Goal – Output the material below as a two-column CSV with the headers input and output. Give each text and its answer one row, wrap every field in quotes, and replace any line breaks with spaces.

Data to use –

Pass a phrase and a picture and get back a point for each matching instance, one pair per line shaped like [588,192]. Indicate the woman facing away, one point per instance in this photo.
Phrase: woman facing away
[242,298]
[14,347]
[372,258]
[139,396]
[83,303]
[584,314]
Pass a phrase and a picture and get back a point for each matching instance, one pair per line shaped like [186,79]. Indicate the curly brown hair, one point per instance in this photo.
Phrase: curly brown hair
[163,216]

Finished answer –
input,output
"Pass a phrase and a picture and get back a point for each matching instance, one pair per line shaped like [588,192]. Indicate the woman facing away, one point per instance in this photo. Phrase: woman facing away","[242,298] [14,347] [372,258] [139,396] [83,303] [584,314]"
"Pass a phrase and a picture and get back a point for each matching instance, one pair per line shaped like [186,79]. Indicate the curly brown hair, one point per instance in this photo. Phrase: curly brown hair","[163,216]"